Problem to work on: Extend the passage below about meeting Apollo astronaut Dick Gordon, starting right after its last sentence.
[Opening Excerpt to read section]
So the Command Module pilots really were on their own when the space programme walls came tumbling down. Before I've finished my travels through Apollo I'll find Al Worden, the
Apollo 15
CM pilot who published a book of poetry inspired by his trip, sitting among topless tabloid models and ex–soap stars at a fearsomely depressing autograph show in Northampton, England. The fact is that we, the people, make fickle pension-fund managers, and I wonder if that's why some of the CM pilots have since fallen into a silence more deafening even than Neil Armstrong's.

I ask what's the most important thing Gordon has learned up to now and the question throws him.

“Hm. I've never been asked that question and have not given it that much thought. Huh. It's an intriguing question. What have I learned? I'll have to think about that …”

An Asian woman steps up, accompanied by her American husband. She tells us that she's a doctor and her patients laugh because her office is plastered with nothing but pictures pertaining to space exploration. She's in family practice and her husband's
a surgeon and they've come not for Chekov or Major Don, but for Dick. Genuinely thrilled to meet him, she sends her man off to get a picture and when he returns, he twinkles.

“You know, the only job I ever wanted to do more than mine was yours.”

Dick is modest: “Well, it was a rare opportunity, I'll tell you that.”

There's something touchingly pure and childlike about the surgeon's enthusiasm. The Cold War doesn't figure in it and neither does the cult of celebrity or even ambition in the generally accepted sense. They go away and Gordon, unprompted, returns to the question of what he's learned. The extent to which it's gnawing at him is beginning to make me feel bad for asking. I tell him to forget it, it's not important. But he won't. Maybe the value of teamwork, he suggests. Or of being goal-oriented.
[Closing Excerpt to read section]
[Opening Material shown section]
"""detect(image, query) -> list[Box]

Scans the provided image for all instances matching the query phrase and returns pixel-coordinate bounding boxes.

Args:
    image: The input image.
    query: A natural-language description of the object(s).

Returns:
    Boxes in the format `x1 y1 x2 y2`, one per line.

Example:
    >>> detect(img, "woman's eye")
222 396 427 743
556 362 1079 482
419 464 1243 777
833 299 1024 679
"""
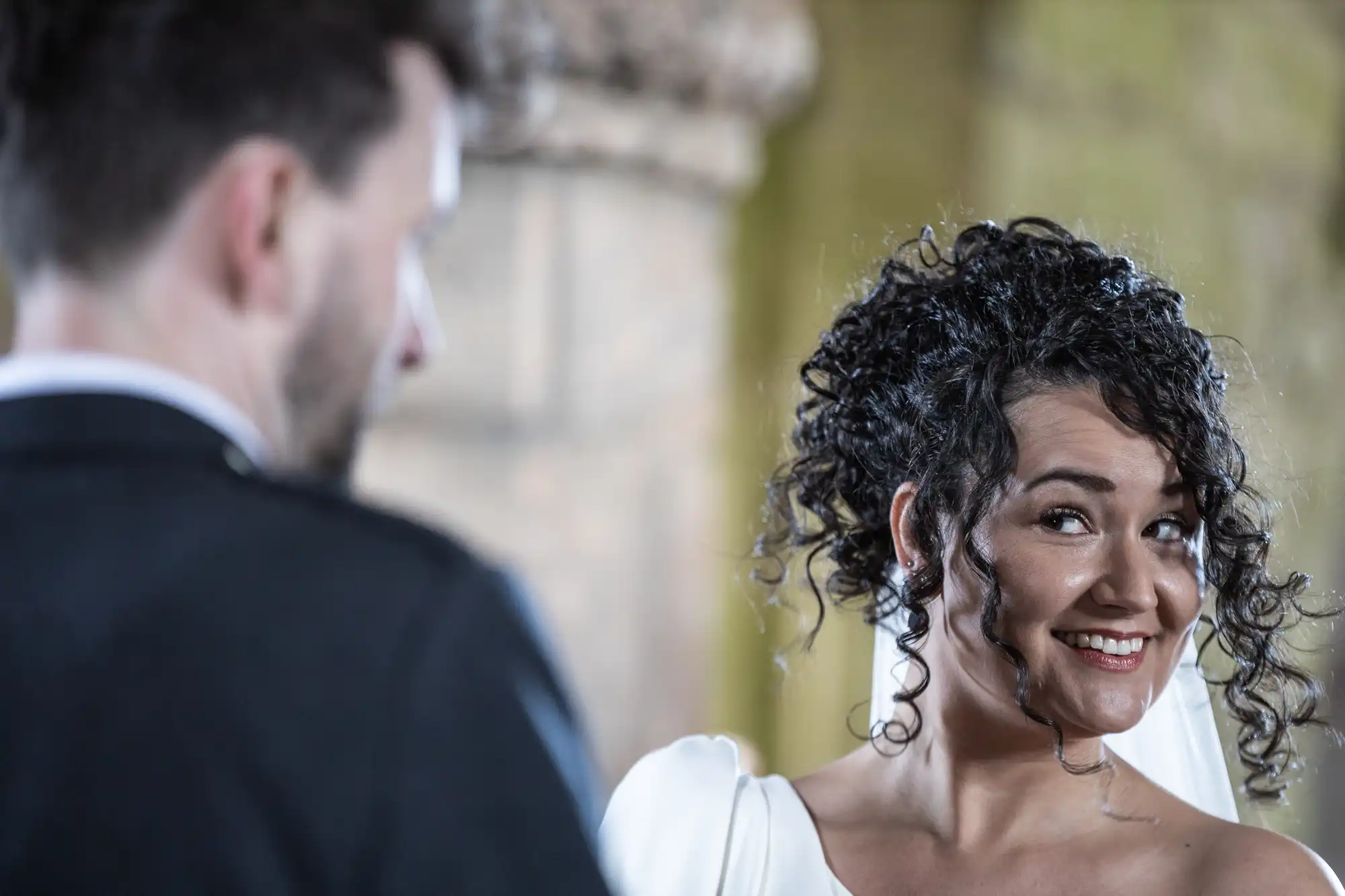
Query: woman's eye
1041 510 1088 536
1149 520 1188 541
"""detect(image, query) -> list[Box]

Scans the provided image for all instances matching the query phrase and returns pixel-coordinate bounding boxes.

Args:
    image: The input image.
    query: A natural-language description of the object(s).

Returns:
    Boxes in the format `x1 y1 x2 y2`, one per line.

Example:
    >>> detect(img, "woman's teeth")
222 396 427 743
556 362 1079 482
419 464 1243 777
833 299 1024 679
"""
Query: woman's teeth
1060 631 1145 657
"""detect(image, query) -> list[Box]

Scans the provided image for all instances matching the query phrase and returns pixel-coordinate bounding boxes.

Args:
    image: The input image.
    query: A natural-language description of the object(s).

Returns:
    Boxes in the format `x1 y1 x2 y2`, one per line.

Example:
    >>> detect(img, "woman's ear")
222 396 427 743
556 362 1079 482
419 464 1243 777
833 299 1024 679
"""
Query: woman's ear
889 482 923 572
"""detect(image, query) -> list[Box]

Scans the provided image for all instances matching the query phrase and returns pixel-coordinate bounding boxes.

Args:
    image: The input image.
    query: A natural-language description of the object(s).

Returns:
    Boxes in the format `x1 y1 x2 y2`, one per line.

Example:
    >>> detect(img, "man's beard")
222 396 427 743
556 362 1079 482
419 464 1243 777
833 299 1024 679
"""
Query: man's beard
284 253 378 486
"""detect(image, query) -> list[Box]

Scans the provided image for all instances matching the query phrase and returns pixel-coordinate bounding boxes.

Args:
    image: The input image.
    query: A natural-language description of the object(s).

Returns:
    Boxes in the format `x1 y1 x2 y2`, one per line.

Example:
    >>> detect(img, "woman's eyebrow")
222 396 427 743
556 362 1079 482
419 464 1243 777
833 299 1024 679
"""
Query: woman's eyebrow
1024 467 1189 498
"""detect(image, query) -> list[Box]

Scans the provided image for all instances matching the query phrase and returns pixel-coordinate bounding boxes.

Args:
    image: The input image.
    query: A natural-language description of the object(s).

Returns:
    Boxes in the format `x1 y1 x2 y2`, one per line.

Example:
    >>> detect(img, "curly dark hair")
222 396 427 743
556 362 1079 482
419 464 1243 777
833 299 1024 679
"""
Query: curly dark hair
756 218 1322 799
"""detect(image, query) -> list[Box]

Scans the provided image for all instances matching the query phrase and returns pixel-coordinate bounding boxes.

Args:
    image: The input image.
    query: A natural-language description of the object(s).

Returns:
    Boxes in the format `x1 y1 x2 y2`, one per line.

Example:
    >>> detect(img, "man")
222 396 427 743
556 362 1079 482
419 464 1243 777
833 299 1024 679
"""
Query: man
0 0 605 896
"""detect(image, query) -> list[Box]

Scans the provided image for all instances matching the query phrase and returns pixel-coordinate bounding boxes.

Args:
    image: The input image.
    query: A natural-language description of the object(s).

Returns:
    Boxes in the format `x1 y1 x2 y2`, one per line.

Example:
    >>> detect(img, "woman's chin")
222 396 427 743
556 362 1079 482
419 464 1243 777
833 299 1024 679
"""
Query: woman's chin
1057 701 1145 737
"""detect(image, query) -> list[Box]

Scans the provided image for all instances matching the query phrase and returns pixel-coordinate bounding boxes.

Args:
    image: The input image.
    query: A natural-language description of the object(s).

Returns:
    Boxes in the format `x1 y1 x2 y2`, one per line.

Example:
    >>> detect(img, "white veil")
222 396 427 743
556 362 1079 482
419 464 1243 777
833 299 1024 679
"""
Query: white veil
869 614 1237 822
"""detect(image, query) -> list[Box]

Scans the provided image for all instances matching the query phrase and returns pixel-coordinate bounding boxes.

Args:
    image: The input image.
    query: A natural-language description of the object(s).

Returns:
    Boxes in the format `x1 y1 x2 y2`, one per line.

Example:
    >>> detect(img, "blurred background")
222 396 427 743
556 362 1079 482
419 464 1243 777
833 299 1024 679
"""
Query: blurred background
0 0 1345 868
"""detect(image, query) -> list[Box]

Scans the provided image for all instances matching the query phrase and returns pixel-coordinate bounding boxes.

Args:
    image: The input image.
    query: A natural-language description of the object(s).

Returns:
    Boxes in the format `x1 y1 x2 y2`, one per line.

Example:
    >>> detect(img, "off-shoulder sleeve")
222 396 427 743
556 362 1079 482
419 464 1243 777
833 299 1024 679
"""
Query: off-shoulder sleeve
600 737 769 896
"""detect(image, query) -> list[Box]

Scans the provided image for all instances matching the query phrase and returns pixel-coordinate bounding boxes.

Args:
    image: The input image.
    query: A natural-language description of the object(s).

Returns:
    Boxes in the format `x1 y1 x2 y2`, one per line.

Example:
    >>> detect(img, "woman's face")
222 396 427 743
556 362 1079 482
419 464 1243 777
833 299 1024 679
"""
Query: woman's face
935 389 1202 737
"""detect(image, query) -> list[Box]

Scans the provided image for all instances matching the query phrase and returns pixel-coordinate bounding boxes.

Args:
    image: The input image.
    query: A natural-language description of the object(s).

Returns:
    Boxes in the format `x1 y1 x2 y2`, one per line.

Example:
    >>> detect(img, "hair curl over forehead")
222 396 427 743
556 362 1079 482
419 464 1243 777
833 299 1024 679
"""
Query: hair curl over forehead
756 218 1321 798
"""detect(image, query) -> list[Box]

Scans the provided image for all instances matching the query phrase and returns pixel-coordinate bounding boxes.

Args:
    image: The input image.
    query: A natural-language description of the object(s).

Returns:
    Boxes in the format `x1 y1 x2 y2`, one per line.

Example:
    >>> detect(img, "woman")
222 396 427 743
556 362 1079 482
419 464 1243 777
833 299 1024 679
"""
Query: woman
603 219 1342 896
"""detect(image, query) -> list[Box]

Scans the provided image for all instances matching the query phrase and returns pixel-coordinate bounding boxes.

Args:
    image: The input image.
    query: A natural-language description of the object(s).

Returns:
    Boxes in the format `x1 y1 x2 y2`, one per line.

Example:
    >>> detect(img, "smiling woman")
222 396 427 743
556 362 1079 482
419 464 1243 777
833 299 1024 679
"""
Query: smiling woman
604 219 1340 896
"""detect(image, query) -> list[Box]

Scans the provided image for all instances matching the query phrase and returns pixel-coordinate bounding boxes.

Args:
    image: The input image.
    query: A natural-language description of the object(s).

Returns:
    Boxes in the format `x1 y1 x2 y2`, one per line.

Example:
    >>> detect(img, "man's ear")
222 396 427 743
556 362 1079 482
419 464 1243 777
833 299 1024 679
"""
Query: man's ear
211 140 307 312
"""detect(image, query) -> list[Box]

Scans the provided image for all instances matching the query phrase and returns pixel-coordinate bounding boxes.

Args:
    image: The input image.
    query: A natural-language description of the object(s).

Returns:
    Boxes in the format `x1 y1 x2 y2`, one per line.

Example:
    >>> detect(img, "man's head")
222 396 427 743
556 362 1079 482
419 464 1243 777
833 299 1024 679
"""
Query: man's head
0 0 535 475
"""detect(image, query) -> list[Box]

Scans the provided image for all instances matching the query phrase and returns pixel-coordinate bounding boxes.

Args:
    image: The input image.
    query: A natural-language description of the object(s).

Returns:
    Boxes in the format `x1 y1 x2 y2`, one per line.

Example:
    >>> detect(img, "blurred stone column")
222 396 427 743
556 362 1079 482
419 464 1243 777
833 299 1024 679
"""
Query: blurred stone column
360 0 814 778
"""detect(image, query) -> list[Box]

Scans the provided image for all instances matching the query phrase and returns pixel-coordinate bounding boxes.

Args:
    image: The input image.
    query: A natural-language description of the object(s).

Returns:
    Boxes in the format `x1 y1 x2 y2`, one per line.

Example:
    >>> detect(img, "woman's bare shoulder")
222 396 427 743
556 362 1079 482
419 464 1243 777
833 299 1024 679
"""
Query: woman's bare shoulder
1196 817 1345 896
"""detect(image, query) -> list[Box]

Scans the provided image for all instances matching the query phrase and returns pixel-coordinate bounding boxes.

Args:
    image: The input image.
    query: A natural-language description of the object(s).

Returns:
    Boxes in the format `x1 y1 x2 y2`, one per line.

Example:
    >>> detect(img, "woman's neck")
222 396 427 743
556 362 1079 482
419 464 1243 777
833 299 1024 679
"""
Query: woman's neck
823 677 1115 850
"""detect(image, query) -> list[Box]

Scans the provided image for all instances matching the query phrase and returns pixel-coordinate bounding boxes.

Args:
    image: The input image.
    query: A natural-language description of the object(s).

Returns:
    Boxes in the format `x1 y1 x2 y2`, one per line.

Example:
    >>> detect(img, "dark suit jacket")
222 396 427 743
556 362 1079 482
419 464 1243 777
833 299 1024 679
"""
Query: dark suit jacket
0 395 616 896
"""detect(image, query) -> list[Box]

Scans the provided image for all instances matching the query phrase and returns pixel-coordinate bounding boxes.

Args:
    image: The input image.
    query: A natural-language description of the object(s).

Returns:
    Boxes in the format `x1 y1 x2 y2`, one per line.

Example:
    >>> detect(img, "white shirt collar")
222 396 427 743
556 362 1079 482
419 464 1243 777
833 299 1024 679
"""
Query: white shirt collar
0 351 270 466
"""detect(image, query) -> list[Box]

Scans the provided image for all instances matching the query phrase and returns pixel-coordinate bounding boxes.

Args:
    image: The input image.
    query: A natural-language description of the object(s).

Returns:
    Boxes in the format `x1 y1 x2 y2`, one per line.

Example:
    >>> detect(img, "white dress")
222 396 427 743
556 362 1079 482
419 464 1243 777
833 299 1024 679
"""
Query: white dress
601 736 850 896
601 634 1237 896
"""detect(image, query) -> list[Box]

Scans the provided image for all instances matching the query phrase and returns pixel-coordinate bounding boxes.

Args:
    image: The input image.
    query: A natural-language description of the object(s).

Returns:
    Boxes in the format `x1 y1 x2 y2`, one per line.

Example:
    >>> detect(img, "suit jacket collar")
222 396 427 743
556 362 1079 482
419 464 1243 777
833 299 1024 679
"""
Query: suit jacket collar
0 394 252 473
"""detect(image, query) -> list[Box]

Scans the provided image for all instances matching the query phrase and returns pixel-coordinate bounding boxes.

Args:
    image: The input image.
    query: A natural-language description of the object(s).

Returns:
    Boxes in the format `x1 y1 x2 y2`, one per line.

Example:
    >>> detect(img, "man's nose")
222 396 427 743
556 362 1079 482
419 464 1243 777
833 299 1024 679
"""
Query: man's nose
398 251 444 371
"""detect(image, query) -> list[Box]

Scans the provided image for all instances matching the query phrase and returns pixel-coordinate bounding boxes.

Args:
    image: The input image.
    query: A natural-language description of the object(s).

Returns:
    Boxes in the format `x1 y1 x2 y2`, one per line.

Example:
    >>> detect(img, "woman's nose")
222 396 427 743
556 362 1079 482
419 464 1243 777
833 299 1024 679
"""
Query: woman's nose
1092 538 1158 615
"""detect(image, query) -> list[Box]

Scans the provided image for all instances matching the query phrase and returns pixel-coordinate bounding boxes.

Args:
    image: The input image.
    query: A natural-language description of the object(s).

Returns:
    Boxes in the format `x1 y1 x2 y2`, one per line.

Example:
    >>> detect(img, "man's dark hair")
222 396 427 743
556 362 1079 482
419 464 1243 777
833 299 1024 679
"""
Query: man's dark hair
0 0 541 278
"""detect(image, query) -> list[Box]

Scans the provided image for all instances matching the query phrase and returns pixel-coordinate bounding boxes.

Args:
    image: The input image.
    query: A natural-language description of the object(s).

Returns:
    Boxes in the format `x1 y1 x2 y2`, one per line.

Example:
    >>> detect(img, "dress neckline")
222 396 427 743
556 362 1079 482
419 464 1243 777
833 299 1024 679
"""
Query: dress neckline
760 775 853 896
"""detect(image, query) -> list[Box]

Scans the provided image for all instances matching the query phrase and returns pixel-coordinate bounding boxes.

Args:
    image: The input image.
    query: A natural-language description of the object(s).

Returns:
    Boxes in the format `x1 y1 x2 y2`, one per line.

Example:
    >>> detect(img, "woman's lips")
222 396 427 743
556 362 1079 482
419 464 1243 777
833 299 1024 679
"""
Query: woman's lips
1054 633 1150 673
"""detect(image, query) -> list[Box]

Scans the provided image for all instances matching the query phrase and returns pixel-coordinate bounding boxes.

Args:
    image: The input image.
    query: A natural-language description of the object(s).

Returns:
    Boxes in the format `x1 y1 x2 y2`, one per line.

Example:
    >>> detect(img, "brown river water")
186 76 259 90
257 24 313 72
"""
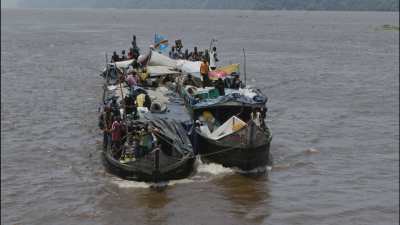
[Closing Material shown section]
Answer:
“I don't know. That's a damn interesting question. I hadn't really thought about it. What have I learned? Ha!”

I ask whether he has any regrets?

“Well, we devoted so much time to our work. I turned around one day and my kids had gone. They'd grown up, and I missed it. I missed a lot of it. And if I have any regrets, that would be one of them, that I missed their maturation process as they were becoming young adults.”

Maturation process. You can take the man out of NASA, but …

A young Trekkie with eyes like Ping-Pong balls turns up and asks questions which suggest that he knows very little about the Moon landings and half believes that they never happened.

“Space is always interesting and, as sci-fi fans, we always feel that we can't get there soon enough,” he declares, before loping off.

Getting ready to go, I idly ask what hotel he's staying in and he tells me he's at the Tropicana, because his stepson works security there and got him a special rate: twenty-nine dollars a night – pretty good, huh? Someone walks by and cracks a joke about (Senator) John Glenn, who, as a member of the Mercury 7, became the third American in space and recently flew on the shuttle at age seventy-seven. We get to talking about Mercury
and, without meaning to, Gordon says something that remains with me for the rest of my trip. I tell him that I hate confined spaces and can't imagine climbing into one of those tiny capsules. He looks at me with mild disbelief.

“Well, I don't know,” he says with a shrug, “you've got the whole Universe outside your window.”